* [EXERCISE REQUIREMENTS]
• a. According to the text below on the Socialist Party of Aragon, in whose home was the party formed?
• b. From the text below on the Socialist Party of Aragon, list every group or set of people that formed the party or later joined it.

* [SOURCE]
━━━━━━━━━━━━━━━━
Socialist Party of Aragon (in Spanish: Partido Socialista de Aragón) was a democratic socialist political party in Aragón, Spain.

History
PSA was formed in 1976 by the Socialist Alliance of Aragón, members of the magazine and cultural group Andalán and independents close to socialist Aragonesism. The party was formed in the home of Ángela Abós Ballarín. The Aragonese section of Socialist Reconstruction, a group of members of the Unión Sindical Obrera trade union, also joined the party later. The party joined the Federation of Socialist Parties 7 March 1976.

In the elections of 1977 the party gained one seat in the Congress of Deputies, in a coalition with the People's Socialist Party called Socialist Unity. In 1978, some members of the party joined the PSOE, the majority of them from the moderate wing of the party. Other members of the party, from the more radical and nationalist wing, formed the Nationalist Movement of Aragón the same year, along with people from the Rolde de Estudios Nacionalistas Aragonés association.
━━━━━━━━━━━━━━━━
* [RECORDED DATA]
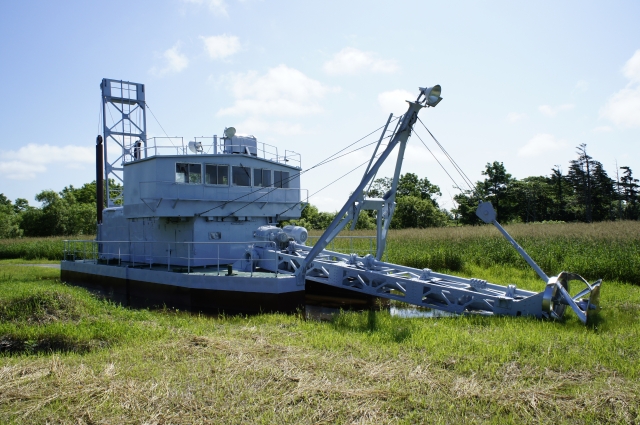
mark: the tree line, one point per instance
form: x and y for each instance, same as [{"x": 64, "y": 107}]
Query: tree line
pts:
[
  {"x": 586, "y": 193},
  {"x": 69, "y": 212}
]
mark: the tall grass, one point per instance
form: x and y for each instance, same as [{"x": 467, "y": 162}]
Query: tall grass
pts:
[
  {"x": 607, "y": 250},
  {"x": 79, "y": 359},
  {"x": 33, "y": 248}
]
━━━━━━━━━━━━━━━━
* [SOLUTIONS TO EACH TASK]
• a. Ángela Abós Ballarín

• b.
- The Socialist Alliance of Aragón
- Members of the magazine and cultural group Andalán
- Independents close to socialist Aragonesism
- The Aragonese section of Socialist Reconstruction